▶ [DATA FOR THIS EXERCISE]:
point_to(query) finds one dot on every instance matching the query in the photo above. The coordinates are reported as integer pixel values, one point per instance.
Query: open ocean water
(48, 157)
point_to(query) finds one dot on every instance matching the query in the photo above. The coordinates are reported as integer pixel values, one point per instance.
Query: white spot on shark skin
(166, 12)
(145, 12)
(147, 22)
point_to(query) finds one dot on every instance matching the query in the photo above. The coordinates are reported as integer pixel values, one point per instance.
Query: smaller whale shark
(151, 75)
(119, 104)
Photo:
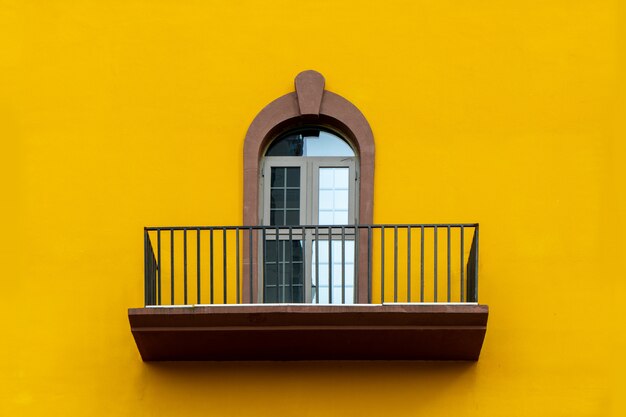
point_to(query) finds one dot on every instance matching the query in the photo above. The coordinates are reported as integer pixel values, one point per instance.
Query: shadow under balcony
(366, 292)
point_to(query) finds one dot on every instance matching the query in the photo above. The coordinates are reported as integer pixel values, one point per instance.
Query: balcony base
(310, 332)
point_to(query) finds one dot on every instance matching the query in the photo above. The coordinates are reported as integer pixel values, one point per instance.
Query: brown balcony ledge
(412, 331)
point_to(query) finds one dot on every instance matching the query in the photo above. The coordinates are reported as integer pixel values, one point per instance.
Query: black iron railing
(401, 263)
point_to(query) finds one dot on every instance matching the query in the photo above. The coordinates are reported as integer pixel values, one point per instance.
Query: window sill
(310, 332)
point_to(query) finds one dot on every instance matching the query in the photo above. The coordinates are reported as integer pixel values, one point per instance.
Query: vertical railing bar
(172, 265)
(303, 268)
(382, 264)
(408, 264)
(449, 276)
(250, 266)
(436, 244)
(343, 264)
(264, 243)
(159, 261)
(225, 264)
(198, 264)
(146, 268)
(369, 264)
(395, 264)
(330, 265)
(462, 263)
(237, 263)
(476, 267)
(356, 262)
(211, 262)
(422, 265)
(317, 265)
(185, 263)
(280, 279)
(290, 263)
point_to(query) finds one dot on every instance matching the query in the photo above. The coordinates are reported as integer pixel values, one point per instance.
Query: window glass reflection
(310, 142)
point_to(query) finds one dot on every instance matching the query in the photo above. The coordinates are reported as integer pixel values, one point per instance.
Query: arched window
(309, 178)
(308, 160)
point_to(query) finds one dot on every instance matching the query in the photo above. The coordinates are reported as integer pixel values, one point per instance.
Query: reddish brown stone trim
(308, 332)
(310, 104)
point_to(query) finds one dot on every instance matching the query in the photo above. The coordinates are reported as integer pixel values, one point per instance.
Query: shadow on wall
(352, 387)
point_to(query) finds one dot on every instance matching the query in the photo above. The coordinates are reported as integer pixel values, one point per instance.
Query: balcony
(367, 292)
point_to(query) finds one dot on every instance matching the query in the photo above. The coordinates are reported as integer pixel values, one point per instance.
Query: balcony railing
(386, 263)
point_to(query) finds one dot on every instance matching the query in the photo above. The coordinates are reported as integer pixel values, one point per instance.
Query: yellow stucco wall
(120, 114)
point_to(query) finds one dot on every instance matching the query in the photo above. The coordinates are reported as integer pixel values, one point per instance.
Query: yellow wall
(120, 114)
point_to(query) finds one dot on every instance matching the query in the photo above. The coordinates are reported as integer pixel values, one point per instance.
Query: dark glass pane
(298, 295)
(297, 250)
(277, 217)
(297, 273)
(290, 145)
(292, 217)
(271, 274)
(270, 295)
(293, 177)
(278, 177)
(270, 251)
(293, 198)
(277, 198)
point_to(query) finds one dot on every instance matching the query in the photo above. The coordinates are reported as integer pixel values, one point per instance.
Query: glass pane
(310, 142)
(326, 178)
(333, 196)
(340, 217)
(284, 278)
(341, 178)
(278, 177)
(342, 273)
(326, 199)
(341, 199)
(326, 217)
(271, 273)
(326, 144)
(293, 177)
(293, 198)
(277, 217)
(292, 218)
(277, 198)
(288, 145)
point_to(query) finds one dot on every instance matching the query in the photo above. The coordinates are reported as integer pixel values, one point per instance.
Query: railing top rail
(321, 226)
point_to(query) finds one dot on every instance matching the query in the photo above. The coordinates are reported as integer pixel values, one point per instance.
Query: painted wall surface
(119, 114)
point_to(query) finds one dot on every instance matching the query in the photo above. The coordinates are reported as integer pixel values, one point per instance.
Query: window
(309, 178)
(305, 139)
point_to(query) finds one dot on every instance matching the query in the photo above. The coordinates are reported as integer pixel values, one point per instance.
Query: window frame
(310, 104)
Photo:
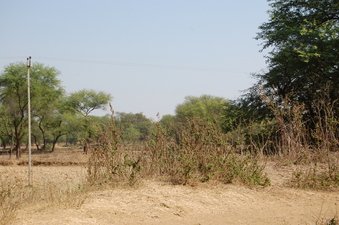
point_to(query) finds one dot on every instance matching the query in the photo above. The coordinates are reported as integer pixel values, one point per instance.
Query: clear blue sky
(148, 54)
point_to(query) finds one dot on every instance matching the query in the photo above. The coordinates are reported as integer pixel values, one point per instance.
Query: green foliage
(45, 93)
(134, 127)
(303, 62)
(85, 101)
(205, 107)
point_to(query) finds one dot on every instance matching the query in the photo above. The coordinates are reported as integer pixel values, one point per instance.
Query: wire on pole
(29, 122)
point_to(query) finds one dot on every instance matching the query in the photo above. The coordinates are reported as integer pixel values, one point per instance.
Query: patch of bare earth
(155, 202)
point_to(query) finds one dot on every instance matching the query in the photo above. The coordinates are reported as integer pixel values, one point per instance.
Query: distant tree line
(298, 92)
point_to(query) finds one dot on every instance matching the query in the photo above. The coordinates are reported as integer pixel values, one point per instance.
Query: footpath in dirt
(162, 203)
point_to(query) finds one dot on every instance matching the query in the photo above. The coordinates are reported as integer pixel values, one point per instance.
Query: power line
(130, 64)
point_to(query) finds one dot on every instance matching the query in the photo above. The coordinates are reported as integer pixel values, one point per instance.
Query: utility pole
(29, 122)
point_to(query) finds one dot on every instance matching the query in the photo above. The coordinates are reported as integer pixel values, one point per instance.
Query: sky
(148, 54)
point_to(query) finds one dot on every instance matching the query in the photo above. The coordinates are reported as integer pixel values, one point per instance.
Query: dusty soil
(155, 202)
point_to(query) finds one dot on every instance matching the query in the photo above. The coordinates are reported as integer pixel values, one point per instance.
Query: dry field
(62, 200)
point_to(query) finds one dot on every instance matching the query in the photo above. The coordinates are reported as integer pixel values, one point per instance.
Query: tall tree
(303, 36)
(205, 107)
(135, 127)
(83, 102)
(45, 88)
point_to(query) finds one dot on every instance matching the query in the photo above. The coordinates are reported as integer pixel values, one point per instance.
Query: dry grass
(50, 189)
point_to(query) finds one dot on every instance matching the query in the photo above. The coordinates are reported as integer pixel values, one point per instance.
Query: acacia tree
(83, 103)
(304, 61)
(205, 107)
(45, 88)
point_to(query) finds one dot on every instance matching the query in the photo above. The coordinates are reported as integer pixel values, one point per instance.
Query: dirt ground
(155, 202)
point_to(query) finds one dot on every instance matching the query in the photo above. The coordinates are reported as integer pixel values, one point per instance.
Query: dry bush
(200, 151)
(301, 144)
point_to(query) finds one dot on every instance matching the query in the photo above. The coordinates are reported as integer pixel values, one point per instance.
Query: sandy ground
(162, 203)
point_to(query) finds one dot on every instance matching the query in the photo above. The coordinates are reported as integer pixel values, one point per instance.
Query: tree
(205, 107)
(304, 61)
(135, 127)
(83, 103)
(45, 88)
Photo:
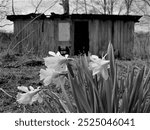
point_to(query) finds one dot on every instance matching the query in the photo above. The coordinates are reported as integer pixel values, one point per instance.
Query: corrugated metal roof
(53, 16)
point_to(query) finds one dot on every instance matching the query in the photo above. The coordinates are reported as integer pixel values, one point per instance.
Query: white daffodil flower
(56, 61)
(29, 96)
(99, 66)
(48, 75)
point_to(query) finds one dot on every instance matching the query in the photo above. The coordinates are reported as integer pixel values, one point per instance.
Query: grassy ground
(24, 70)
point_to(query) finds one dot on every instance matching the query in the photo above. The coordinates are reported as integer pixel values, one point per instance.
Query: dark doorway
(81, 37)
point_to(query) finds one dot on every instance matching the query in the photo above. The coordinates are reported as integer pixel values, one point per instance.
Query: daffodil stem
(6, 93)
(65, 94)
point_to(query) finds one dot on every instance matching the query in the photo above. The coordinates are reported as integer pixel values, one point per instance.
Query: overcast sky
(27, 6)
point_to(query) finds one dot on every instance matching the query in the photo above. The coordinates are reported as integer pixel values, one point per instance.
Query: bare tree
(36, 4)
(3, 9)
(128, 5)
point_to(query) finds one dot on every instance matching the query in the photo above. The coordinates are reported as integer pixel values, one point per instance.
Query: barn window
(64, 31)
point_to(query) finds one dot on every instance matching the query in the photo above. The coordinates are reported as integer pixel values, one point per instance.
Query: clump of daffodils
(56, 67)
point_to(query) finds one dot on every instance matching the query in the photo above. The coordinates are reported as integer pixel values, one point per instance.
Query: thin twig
...
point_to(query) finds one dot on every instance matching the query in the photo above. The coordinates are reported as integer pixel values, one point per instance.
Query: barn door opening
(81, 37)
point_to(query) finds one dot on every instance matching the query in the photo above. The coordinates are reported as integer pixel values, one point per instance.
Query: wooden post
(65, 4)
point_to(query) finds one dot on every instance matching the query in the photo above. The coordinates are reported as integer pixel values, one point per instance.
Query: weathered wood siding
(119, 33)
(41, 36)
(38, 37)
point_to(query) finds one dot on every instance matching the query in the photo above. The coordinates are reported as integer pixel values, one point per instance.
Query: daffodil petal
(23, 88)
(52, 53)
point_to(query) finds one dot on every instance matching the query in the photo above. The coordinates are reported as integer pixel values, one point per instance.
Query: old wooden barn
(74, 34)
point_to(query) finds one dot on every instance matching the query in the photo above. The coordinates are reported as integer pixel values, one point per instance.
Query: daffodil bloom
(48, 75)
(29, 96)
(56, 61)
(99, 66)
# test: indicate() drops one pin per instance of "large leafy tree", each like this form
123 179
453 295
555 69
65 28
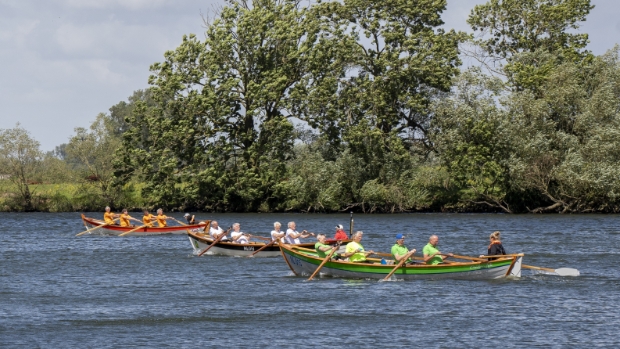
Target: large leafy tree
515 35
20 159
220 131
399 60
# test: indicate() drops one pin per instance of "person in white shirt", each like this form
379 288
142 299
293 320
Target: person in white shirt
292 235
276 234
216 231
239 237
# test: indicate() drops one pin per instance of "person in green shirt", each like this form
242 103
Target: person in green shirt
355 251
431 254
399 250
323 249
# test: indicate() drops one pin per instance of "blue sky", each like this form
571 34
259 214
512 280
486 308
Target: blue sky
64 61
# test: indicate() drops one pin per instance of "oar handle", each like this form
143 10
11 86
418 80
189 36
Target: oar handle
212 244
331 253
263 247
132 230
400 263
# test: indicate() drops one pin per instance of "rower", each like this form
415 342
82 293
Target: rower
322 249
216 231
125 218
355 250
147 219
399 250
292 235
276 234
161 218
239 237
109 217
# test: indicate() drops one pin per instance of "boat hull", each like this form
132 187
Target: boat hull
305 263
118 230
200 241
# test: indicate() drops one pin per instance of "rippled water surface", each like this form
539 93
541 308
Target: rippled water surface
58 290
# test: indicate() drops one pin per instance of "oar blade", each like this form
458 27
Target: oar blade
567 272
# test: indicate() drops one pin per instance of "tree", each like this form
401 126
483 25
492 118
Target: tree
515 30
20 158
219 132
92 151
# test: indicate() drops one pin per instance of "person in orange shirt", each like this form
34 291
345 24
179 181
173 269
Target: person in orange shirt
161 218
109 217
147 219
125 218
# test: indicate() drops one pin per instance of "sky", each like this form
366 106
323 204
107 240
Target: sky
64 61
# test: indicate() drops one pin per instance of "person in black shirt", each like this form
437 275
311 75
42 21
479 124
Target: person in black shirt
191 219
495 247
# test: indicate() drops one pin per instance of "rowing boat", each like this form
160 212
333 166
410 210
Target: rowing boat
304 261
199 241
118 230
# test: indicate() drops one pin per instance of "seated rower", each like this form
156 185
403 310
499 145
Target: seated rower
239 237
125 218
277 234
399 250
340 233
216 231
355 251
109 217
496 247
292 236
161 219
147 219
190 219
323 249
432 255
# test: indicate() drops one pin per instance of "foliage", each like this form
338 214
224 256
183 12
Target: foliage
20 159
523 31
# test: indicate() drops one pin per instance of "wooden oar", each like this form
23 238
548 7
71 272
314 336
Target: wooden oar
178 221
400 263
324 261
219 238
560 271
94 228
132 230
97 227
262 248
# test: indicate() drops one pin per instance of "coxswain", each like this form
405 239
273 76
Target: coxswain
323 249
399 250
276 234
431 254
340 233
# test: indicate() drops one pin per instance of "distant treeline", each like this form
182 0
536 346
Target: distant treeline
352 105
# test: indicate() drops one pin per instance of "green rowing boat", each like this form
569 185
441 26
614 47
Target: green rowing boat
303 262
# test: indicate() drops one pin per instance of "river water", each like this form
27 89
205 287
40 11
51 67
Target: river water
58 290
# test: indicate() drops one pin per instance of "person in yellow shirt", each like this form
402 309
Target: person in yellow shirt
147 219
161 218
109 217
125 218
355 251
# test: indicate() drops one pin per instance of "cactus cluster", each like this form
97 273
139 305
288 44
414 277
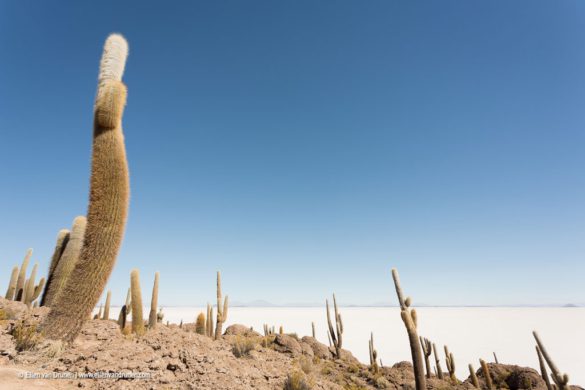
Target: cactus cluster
==
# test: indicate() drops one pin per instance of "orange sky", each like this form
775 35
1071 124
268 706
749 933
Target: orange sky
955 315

▶ [AIM OF THE EXERCISE]:
For each line in the entries that contains the string "cluster", make a copy.

▶ [TASK RESPONSE]:
# test: indicate() drops one pin per instance of "cactus cluster", each like this form
Target: cactus cluster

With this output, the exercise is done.